→ Sfida 1:
Indica se le affermazioni (a), (b) e (c) concordano con il brano sui tennisti riportato sotto. Per ciascuna rispondi sì o no e cita testualmente le parole del brano che decidono la risposta.
(a) Coria ha vinto il torneo indoor di Basilea senza giocare la finale.
(b) Gaudio ha raggiunto la seconda settimana di uno Slam sul rapido.
(c) Coria ha raggiunto finali importanti a Miami e Pechino.

→ Estratto:
GUILLERMO CORIA (Best Ranking: 3)
Ha vinto otto tornei “rossi”, tra cui i Masters 1000 di Amburgo e Monte Carlo. Ma sul cemento era piuttosto forte, tanto che nel suo palmares risulta anche un successo all'indoor di Basilea, anche se non dovette giocare la finale grazie al forfait di Nalbandian. Ma cambia: poco: Coria giocava piuttosto bene sul cemento, avendo raggiunto finali importanti a Miami e Pechino, senza considerare un match-clou addirittura sull'erba di 's-Hertogenbosch. Ma non è mai riuscito a fare il salto di qualità. In realtà, il “Mago” non era un terraiolo puro e la statistica è piuttosto casuale. Le ragioni del suo crollo non sono da cercare nella scarsa adattabilità al veloce.
 
GASTON GAUDIO (Best Ranking: 5)
Ha avuto la fortuna di giocare nel periodo di transizione tra Gustavo Kuerten e Rafael Nadal, vincendo una folle edizione di Roland Garros. Se Coria non fosse stato colto dai crampi dopo aver dominato i primi due set, non sarebbe neanche entrato tra i top-10. Il “Gato” non ha mai raggiunto la seconda settimana di uno Slam sul rapido e non ha mai giocato una finale lontano dalla terra battuta.
 
ALBERT COSTA (Best Ranking: 6)

→ Materiale di lavoro:
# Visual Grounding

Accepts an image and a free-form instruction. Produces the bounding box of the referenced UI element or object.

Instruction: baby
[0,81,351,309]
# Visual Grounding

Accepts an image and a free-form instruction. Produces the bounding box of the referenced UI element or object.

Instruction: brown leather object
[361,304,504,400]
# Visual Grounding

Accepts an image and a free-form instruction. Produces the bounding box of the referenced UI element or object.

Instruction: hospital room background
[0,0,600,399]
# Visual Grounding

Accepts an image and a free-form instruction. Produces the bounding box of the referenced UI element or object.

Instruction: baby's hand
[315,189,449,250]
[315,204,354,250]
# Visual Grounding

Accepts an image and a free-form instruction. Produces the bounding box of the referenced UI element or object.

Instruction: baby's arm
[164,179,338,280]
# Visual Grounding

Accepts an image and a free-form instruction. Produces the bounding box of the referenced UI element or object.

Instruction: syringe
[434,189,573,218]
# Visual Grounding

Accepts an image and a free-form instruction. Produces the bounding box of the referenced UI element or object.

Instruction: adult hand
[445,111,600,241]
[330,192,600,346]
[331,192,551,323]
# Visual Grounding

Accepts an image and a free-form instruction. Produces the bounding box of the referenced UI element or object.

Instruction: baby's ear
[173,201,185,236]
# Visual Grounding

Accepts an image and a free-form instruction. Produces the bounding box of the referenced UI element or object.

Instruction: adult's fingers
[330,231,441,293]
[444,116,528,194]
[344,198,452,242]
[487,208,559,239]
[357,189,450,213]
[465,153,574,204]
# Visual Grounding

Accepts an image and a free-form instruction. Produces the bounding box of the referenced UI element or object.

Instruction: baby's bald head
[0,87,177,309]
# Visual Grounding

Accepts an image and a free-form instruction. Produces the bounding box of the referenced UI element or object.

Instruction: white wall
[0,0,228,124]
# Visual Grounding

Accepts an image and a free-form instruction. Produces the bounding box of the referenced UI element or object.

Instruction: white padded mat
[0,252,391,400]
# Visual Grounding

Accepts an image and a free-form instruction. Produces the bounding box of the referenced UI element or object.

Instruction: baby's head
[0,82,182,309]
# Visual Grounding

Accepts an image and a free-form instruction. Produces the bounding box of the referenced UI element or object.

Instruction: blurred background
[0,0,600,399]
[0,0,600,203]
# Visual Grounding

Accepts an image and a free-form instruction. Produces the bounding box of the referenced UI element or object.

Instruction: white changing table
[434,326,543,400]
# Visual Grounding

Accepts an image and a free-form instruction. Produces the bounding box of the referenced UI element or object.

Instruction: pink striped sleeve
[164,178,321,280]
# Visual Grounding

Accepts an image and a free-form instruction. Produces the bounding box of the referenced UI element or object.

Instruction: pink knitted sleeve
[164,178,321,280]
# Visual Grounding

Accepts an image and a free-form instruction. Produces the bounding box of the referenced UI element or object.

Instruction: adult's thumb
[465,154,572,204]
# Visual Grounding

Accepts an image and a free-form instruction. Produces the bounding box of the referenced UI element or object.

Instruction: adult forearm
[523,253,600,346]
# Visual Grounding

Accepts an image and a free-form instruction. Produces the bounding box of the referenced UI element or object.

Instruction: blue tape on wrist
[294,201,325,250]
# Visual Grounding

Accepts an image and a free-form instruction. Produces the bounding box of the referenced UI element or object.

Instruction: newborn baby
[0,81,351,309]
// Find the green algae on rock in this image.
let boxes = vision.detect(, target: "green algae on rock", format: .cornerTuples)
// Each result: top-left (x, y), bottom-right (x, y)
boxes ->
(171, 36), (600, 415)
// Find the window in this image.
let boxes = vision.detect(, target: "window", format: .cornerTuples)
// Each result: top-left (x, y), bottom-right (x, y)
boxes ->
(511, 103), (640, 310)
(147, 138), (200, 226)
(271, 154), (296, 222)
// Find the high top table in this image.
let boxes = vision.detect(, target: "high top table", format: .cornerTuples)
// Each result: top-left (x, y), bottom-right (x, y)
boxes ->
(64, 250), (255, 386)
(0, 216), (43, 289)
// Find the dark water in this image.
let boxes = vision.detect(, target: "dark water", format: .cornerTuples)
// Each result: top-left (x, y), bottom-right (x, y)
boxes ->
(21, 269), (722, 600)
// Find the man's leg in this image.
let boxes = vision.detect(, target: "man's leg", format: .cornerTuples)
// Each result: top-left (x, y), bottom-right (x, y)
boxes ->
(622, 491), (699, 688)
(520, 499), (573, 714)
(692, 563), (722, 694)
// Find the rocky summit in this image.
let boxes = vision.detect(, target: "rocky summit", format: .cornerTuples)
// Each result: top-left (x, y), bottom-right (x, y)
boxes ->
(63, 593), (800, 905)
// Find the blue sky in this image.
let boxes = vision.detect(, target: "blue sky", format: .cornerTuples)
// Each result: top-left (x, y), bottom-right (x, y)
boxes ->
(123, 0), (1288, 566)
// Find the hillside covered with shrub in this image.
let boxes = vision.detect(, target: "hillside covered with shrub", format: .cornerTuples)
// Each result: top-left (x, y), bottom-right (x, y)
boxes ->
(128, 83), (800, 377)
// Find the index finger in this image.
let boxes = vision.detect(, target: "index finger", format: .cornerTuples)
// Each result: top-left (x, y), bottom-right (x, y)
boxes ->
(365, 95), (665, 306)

→ Sfida 2:
Estrai dai record, senza alcuna modifica, il tratto che va dalla riga contenente "table in this image." fino alla riga contenente "(21, 269), (722, 600)", entrambe comprese.

→ Soluzione 1:
(a) Sì: "non dovette giocare la finale grazie al forfait di Nalbandian".
(b) No: "non ha mai raggiunto la seconda settimana di uno Slam sul rapido".
(c) Sì: "avendo raggiunto finali importanti a Miami e Pechino".

→ Soluzione 2:
// Find the high top table in this image.
let boxes = vision.detect(, target: "high top table", format: .cornerTuples)
// Each result: top-left (x, y), bottom-right (x, y)
boxes ->
(64, 250), (255, 386)
(0, 216), (43, 289)
// Find the dark water in this image.
let boxes = vision.detect(, target: "dark water", format: .cornerTuples)
// Each result: top-left (x, y), bottom-right (x, y)
boxes ->
(21, 269), (722, 600)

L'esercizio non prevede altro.